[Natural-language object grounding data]
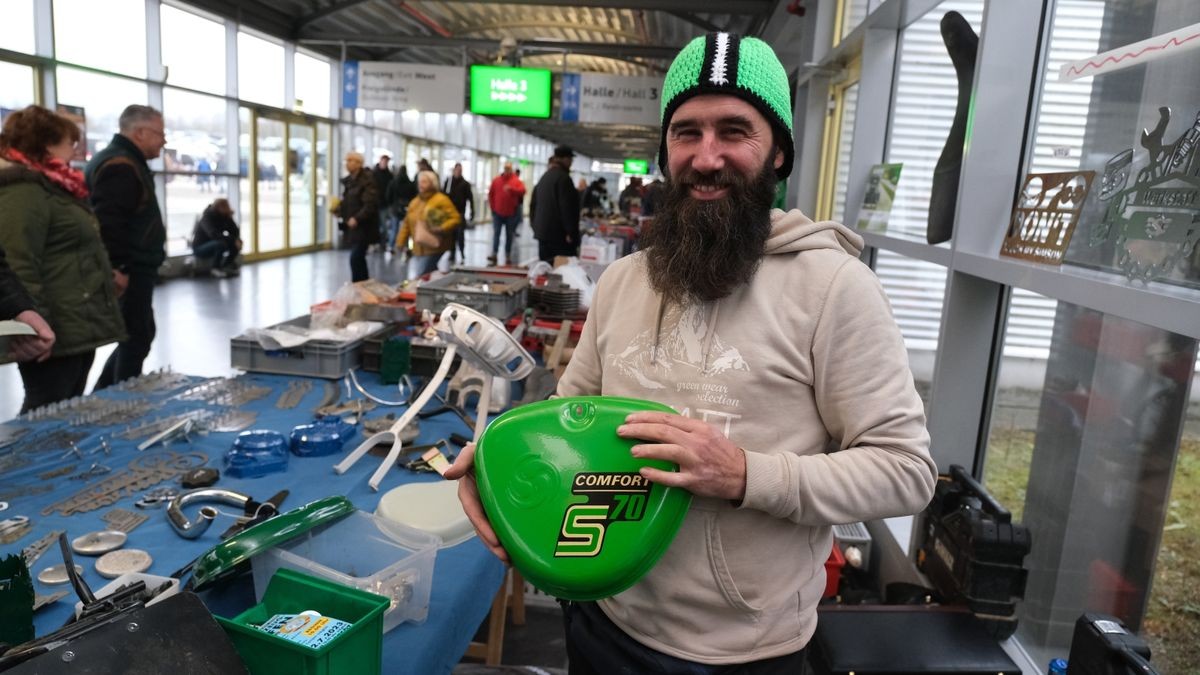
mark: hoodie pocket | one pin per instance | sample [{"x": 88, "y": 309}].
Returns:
[{"x": 721, "y": 569}]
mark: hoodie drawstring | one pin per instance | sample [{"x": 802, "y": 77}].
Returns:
[{"x": 658, "y": 330}]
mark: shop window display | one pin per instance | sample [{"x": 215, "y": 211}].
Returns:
[
  {"x": 193, "y": 49},
  {"x": 1138, "y": 220},
  {"x": 312, "y": 84},
  {"x": 923, "y": 111},
  {"x": 1109, "y": 411},
  {"x": 103, "y": 99},
  {"x": 259, "y": 71},
  {"x": 16, "y": 85},
  {"x": 18, "y": 34}
]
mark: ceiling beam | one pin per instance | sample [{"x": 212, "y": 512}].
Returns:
[
  {"x": 709, "y": 27},
  {"x": 726, "y": 7},
  {"x": 303, "y": 22},
  {"x": 539, "y": 45}
]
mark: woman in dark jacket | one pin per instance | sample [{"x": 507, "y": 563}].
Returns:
[
  {"x": 359, "y": 210},
  {"x": 52, "y": 240}
]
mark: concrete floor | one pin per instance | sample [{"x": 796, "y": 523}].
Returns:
[{"x": 198, "y": 316}]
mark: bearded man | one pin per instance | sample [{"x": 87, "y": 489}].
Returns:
[{"x": 777, "y": 346}]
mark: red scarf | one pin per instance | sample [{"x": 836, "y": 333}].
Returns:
[{"x": 55, "y": 169}]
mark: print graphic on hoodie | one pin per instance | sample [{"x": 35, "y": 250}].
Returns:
[{"x": 689, "y": 350}]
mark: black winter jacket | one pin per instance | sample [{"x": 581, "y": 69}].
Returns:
[
  {"x": 13, "y": 298},
  {"x": 360, "y": 201},
  {"x": 123, "y": 193},
  {"x": 555, "y": 207}
]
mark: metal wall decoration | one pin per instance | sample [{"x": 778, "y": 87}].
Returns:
[
  {"x": 1045, "y": 215},
  {"x": 1155, "y": 222}
]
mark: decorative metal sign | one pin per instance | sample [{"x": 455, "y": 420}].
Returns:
[
  {"x": 881, "y": 190},
  {"x": 1156, "y": 222},
  {"x": 1045, "y": 215}
]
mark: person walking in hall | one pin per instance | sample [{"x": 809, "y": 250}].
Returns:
[
  {"x": 382, "y": 174},
  {"x": 60, "y": 281},
  {"x": 430, "y": 223},
  {"x": 359, "y": 213},
  {"x": 504, "y": 198},
  {"x": 400, "y": 192},
  {"x": 216, "y": 236},
  {"x": 462, "y": 197},
  {"x": 123, "y": 193},
  {"x": 17, "y": 305},
  {"x": 555, "y": 209}
]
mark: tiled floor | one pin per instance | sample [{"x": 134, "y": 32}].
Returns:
[{"x": 198, "y": 316}]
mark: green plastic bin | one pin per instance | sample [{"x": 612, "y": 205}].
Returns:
[{"x": 358, "y": 651}]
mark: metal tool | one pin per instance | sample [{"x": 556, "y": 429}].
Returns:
[
  {"x": 124, "y": 520},
  {"x": 13, "y": 529},
  {"x": 123, "y": 561},
  {"x": 35, "y": 550},
  {"x": 156, "y": 497},
  {"x": 190, "y": 529},
  {"x": 57, "y": 574},
  {"x": 41, "y": 601},
  {"x": 143, "y": 472},
  {"x": 99, "y": 543}
]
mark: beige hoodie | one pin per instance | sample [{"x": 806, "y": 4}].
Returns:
[{"x": 804, "y": 368}]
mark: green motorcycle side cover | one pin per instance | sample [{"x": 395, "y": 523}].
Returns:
[{"x": 564, "y": 496}]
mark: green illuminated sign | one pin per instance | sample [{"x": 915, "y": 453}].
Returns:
[
  {"x": 641, "y": 167},
  {"x": 520, "y": 93}
]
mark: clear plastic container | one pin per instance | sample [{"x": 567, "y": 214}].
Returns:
[{"x": 363, "y": 551}]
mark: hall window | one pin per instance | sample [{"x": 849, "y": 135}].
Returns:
[
  {"x": 259, "y": 70},
  {"x": 193, "y": 49},
  {"x": 109, "y": 35}
]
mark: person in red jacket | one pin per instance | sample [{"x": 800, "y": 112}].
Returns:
[{"x": 504, "y": 198}]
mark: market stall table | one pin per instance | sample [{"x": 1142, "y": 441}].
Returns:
[{"x": 466, "y": 575}]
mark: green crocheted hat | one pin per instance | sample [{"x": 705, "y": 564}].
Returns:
[{"x": 724, "y": 63}]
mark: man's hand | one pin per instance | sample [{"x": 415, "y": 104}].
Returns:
[
  {"x": 709, "y": 464},
  {"x": 121, "y": 281},
  {"x": 31, "y": 347},
  {"x": 468, "y": 494}
]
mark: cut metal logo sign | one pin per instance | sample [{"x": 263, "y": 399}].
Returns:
[
  {"x": 1155, "y": 222},
  {"x": 1045, "y": 215},
  {"x": 611, "y": 497}
]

- **Work request**: In the records above, some lines hold the word "jacket"; copy each such line.

- **Task response**:
mark: woman in dark jacket | one pin per instance | sample [{"x": 507, "y": 563}].
mark: black winter jacket | one pin per instance | sample [{"x": 581, "y": 69}].
mark: person in red jacket | one pin per instance | sample [{"x": 800, "y": 112}].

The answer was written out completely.